[SHORT PROBLEM 1]: Count the lines in the records that contain the string "rock", and reply with only that number.
-- start READING TEXT --
He Helped Mankind Reach For The Stars
For a guy with an unavoidably attention-getting last name, Englewood’s Ron Bierwagen is the least attention-seeking chap you’ll ever meet. If his partners on the golf course compliment his drive on the fourth hole, he’ll say, “I have no idea how that happened. My next shot will probably go in the water.” If his poker mates admire his winning a nice hand, he’ll say, “That was pure luck. I didn’t even know what I had.” Tell him his Tommy Bahama’s shirt looks really nice and he’ll say, “Carol picked it out. It would probably look a lot better on you.”
-- end READING TEXT --
[SHORT PROBLEM 2]: Continue the profile of Ron Bierwagen above, starting right after its last sentence.
-- start RECORDED DATA --
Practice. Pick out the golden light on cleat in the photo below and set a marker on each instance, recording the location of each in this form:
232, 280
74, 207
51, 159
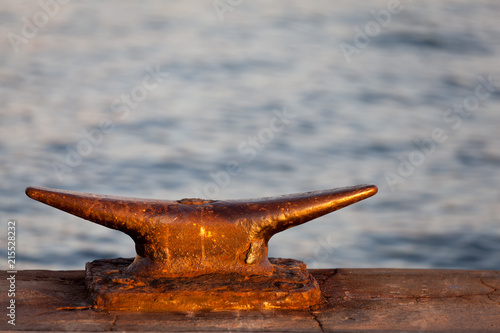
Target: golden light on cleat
199, 243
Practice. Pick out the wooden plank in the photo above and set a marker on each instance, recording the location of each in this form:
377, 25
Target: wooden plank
355, 300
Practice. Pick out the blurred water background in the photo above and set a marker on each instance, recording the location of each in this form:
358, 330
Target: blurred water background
359, 94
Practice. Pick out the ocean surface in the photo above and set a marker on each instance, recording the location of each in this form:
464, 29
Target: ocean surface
156, 99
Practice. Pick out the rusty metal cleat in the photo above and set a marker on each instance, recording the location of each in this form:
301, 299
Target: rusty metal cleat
195, 254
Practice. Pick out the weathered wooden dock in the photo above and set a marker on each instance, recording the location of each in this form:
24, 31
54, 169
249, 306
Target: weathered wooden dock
355, 300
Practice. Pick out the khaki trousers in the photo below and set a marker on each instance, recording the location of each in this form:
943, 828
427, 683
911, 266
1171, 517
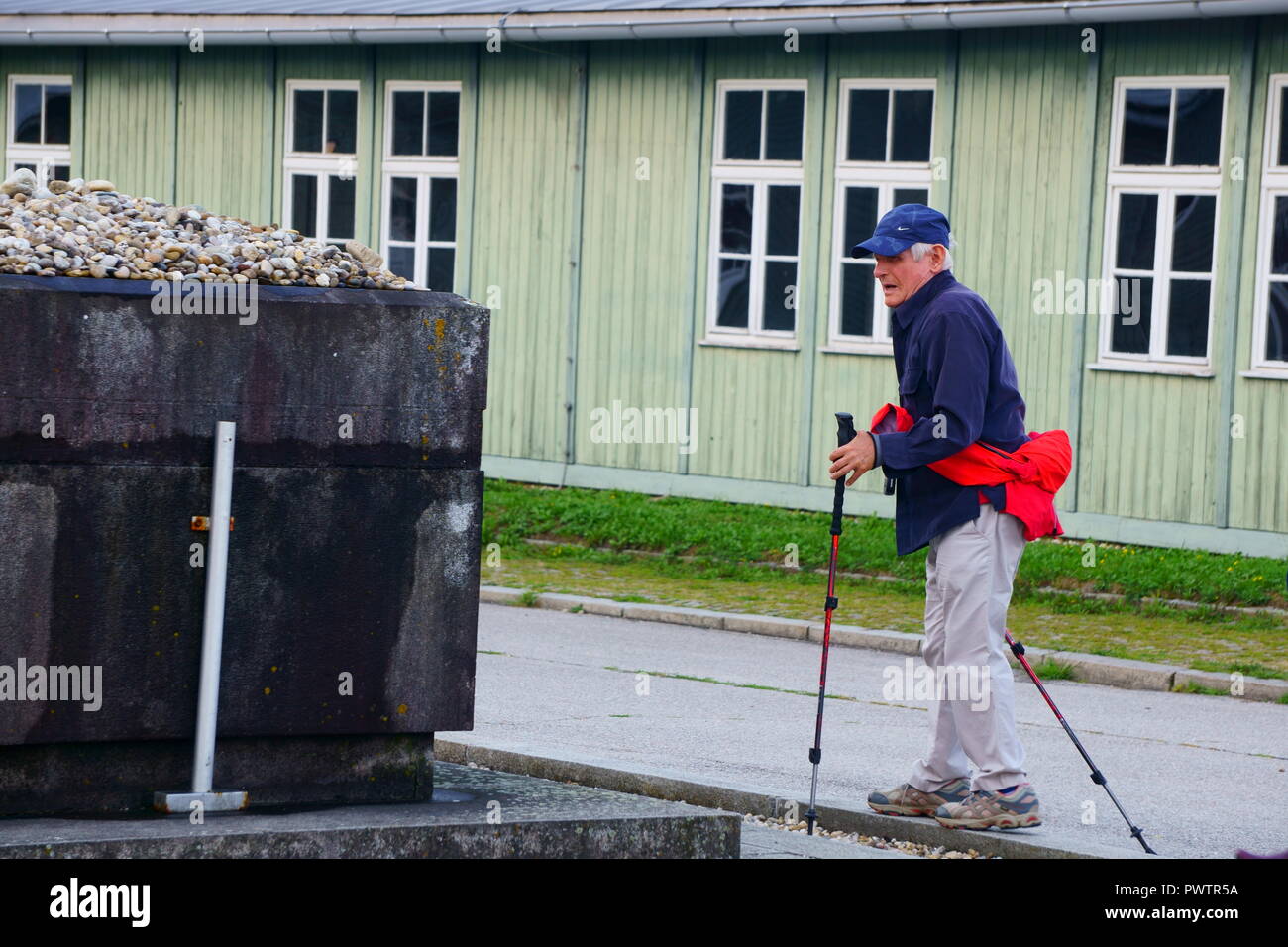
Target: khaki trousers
969, 577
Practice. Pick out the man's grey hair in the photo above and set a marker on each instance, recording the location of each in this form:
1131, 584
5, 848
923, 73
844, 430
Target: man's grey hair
918, 250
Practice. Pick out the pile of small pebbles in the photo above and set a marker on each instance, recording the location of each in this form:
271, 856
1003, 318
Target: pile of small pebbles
88, 228
912, 848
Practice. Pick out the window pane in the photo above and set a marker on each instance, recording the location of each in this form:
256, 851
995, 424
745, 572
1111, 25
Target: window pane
911, 196
1197, 140
1134, 304
1192, 239
735, 218
1283, 125
26, 114
402, 209
857, 298
1276, 324
1145, 127
340, 208
308, 120
58, 115
438, 275
785, 125
1279, 248
780, 302
342, 121
445, 110
742, 125
734, 285
912, 108
442, 209
1137, 224
304, 204
1188, 317
868, 110
402, 261
408, 131
785, 205
861, 215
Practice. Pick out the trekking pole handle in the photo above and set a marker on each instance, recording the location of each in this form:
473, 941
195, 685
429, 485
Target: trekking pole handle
844, 434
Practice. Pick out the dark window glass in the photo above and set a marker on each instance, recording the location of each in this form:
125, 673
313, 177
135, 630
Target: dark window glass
304, 204
408, 123
1188, 317
442, 261
733, 294
868, 110
780, 290
402, 209
1283, 125
342, 121
911, 136
308, 120
1192, 239
445, 111
784, 224
26, 114
742, 125
402, 261
442, 209
1279, 245
857, 298
785, 125
1137, 224
58, 115
861, 215
735, 218
1276, 324
1145, 127
1134, 304
1197, 138
340, 208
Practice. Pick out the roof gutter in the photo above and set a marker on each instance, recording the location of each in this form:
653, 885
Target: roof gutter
133, 29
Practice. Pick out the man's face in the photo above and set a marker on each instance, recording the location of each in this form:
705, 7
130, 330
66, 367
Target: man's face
902, 275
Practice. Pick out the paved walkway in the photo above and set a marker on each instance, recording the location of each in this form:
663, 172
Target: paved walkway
1202, 776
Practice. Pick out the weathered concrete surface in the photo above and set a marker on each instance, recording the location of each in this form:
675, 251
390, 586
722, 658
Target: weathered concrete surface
537, 819
331, 573
110, 779
128, 385
353, 565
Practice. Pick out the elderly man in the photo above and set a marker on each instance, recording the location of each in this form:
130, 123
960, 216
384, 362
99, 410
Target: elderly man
958, 384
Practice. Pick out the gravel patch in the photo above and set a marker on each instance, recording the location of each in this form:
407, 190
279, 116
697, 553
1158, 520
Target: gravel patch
89, 230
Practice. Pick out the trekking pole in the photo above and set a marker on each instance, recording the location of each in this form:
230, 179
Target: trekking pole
1096, 776
844, 434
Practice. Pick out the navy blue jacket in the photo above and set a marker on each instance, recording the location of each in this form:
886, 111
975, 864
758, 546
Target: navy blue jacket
957, 380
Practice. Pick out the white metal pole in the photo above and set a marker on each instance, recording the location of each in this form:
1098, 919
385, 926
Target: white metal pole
213, 630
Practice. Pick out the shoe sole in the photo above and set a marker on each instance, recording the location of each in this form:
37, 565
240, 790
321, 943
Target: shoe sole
999, 822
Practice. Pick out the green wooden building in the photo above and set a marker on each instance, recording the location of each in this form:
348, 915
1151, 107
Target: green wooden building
656, 200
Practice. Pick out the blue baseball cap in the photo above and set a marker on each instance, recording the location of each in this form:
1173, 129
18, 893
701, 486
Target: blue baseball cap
902, 227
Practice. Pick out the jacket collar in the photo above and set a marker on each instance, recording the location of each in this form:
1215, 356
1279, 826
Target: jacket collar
911, 308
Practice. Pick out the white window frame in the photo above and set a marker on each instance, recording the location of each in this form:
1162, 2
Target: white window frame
760, 175
423, 167
321, 165
1274, 183
1166, 182
885, 176
46, 158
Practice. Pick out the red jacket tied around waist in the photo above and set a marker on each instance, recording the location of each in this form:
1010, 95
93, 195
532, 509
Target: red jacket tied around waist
1031, 474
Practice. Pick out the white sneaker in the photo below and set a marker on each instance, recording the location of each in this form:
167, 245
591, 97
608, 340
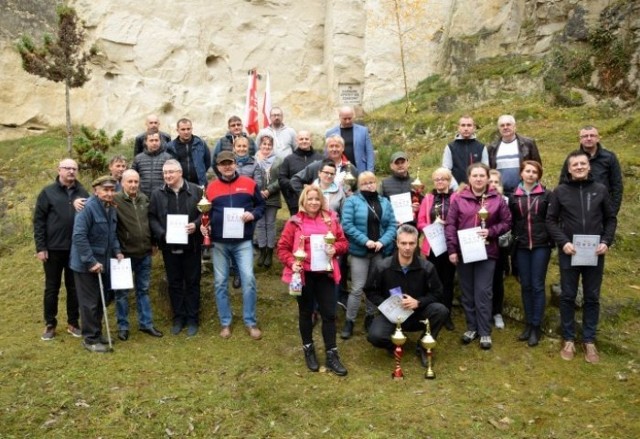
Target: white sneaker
498, 321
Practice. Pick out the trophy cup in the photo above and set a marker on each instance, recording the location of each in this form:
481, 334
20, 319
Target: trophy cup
483, 214
329, 239
295, 286
204, 206
398, 339
428, 343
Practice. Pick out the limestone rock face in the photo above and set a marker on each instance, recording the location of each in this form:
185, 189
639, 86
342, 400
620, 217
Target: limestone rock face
190, 58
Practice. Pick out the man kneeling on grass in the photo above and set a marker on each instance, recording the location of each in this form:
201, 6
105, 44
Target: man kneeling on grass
421, 292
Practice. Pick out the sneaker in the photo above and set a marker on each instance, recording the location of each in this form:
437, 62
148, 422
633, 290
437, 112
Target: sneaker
591, 353
469, 336
75, 331
49, 333
254, 332
568, 350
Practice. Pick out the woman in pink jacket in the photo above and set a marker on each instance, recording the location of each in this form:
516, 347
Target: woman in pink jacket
476, 278
435, 207
312, 222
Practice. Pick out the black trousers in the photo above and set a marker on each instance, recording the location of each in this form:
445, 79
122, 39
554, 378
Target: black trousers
54, 266
183, 275
381, 328
318, 289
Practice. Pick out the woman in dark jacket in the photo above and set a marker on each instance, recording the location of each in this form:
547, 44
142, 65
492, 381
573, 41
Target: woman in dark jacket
476, 278
528, 206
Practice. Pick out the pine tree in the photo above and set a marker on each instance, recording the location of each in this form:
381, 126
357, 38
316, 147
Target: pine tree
60, 59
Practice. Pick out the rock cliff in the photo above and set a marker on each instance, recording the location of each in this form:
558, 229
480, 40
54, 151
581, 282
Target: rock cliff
190, 58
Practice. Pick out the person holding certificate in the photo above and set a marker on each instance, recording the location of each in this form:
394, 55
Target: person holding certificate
370, 225
528, 205
175, 220
477, 217
581, 219
302, 248
432, 217
236, 205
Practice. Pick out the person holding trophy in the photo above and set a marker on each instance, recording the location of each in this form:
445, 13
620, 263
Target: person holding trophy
311, 239
477, 217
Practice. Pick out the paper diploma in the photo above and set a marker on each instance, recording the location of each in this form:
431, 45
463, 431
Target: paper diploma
392, 309
121, 274
586, 246
177, 229
402, 208
232, 224
472, 245
319, 258
435, 236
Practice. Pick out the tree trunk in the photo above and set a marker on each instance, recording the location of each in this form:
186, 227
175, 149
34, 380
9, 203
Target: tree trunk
67, 103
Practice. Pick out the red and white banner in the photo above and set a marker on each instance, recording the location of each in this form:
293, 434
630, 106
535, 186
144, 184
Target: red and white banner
266, 104
251, 104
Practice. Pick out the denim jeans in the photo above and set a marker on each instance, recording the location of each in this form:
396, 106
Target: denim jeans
591, 282
242, 253
141, 268
532, 269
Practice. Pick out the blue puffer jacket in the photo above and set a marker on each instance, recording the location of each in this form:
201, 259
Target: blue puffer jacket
355, 213
94, 237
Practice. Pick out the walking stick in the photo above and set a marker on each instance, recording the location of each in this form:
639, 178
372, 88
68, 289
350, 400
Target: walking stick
104, 310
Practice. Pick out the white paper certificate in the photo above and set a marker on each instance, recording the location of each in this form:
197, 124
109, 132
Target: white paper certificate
586, 246
393, 310
402, 208
232, 224
435, 235
472, 245
177, 229
121, 274
319, 259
-- end RECORDED DATA --
[TASK RESULT 1]: 4

[TASK RESULT 2]:
Carol is Ron’s wife, a lovely, witty, outgoing, friendly, caring and talented person. Also cheerful, loyal, brave and true. A former Washington Redskins cheerleader. Successful interior decorator. So how did their happy hookup happen? You could imagine Ron’s proposal: “I suppose you wouldn’t want to marry a guy like me, but…”
Don’t get me wrong. Ron is a friendly, warm, thoughtful, caring, generous and intelligent man with a great sense of humor. It’s just that he never gives himself credit. When I approached him about doing this article, he said, “Noooooo! You don’t want to write about me. There’s nothing there. My life has been completely mundane.”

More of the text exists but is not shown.